— Instrucción —
Cambia "quay" por "pier" en las líneas de los datos que van desde la que contiene "point_to(query) identifies every instance of the large" hasta el final de los datos, ambas incluidas. Escribe de nuevo solo esas líneas y deja todo lo demás intacto.

— Datos —
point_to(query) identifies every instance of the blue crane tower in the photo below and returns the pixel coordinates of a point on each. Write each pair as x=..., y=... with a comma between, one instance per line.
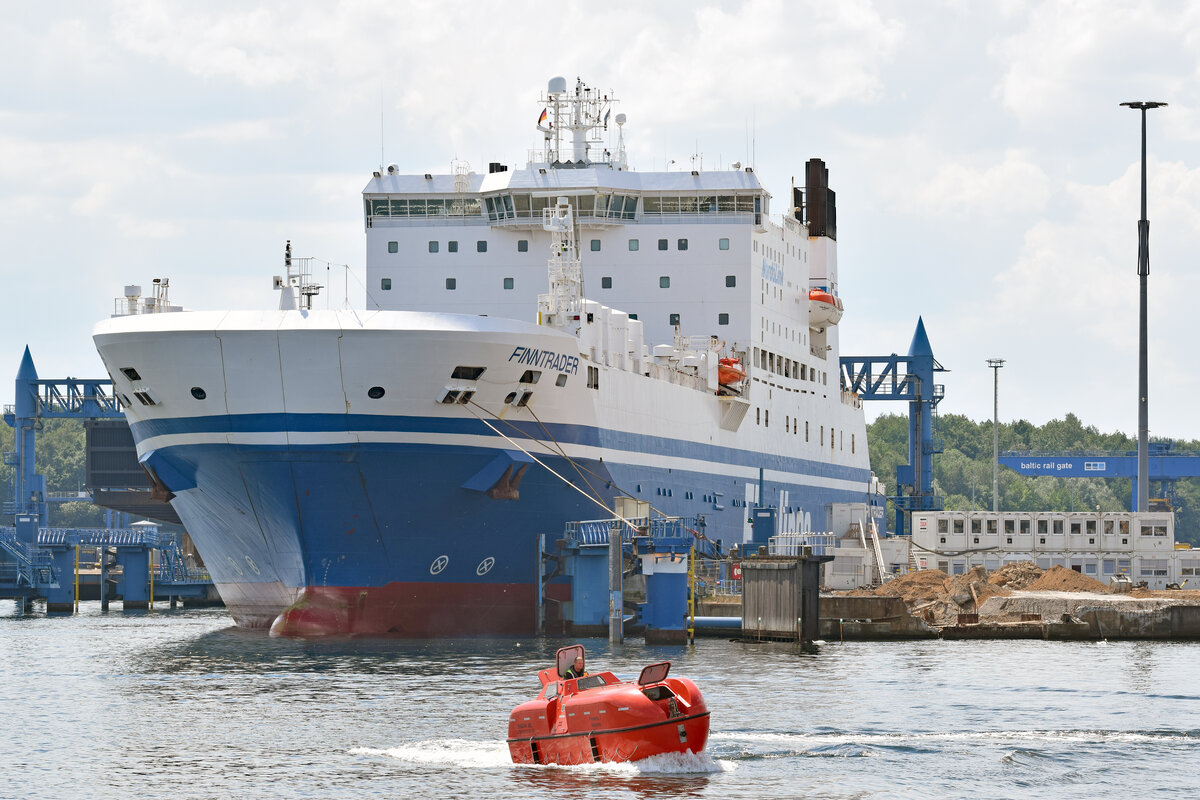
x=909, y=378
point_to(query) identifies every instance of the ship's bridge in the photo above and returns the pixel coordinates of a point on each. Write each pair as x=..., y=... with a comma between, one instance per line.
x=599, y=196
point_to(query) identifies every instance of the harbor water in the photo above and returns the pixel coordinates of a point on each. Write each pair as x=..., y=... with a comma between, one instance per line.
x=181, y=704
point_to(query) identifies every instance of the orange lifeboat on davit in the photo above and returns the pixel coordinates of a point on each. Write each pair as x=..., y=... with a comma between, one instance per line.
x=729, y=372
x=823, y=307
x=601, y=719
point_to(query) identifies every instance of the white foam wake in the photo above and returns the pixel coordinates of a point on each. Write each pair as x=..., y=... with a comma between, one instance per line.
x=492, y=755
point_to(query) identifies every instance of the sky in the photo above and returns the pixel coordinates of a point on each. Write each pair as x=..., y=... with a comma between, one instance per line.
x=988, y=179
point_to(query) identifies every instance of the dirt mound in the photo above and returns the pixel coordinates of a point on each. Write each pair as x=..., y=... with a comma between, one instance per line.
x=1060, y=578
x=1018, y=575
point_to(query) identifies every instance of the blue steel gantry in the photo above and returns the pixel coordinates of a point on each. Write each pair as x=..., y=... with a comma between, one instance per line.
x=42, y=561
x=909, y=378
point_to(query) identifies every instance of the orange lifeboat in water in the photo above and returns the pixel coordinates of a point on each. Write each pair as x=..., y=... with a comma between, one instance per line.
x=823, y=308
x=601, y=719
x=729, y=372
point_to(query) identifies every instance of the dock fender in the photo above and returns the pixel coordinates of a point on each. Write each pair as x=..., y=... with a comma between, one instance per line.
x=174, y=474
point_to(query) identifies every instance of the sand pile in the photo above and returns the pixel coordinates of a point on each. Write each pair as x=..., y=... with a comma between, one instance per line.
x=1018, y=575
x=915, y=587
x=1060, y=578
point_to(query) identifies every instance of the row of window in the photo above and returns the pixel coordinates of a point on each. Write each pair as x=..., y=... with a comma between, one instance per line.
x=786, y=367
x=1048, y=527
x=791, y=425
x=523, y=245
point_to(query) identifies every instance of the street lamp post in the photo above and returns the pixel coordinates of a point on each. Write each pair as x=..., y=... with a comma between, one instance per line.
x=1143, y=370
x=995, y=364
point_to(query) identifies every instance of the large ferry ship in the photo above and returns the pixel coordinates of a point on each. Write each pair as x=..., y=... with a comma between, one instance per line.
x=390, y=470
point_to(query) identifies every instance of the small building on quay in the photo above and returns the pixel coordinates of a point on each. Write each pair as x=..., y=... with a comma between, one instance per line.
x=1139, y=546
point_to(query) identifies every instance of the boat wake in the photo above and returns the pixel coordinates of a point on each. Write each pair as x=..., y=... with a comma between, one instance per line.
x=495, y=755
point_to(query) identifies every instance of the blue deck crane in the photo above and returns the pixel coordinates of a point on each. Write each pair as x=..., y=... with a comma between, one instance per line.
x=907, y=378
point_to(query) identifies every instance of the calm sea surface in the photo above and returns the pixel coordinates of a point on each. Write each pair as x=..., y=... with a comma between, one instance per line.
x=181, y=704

— Resultado del ejercicio —
point_to(query) identifies every instance of the large ferry ship in the photo above and returns the pixel coordinates of a point on each. Write each pair as x=..., y=... with a comma between, one instance per line.
x=390, y=470
point_to(query) identifies every instance of the small building on pier in the photo above and returns the pixel coordinates of a point on each. Write each pair as x=..., y=... with a comma between, one instance per line.
x=1139, y=546
point_to(query) identifies every instance of the boat wake in the photo above and returns the pixel coordinates of a point on each. Write each pair as x=..., y=... with a comma between, one instance per line.
x=495, y=755
point_to(query) identifies every instance of the blue deck crane in the photo above and returns the pixel coordinates of a point on each. Write each pair as x=..., y=... with a comma between, one instance per line.
x=907, y=378
point_to(query) identifies every instance of the calm sea surface in the photo above and returns the pixel coordinates of a point on each. Write each pair as x=..., y=... with a comma between, one instance per line.
x=181, y=704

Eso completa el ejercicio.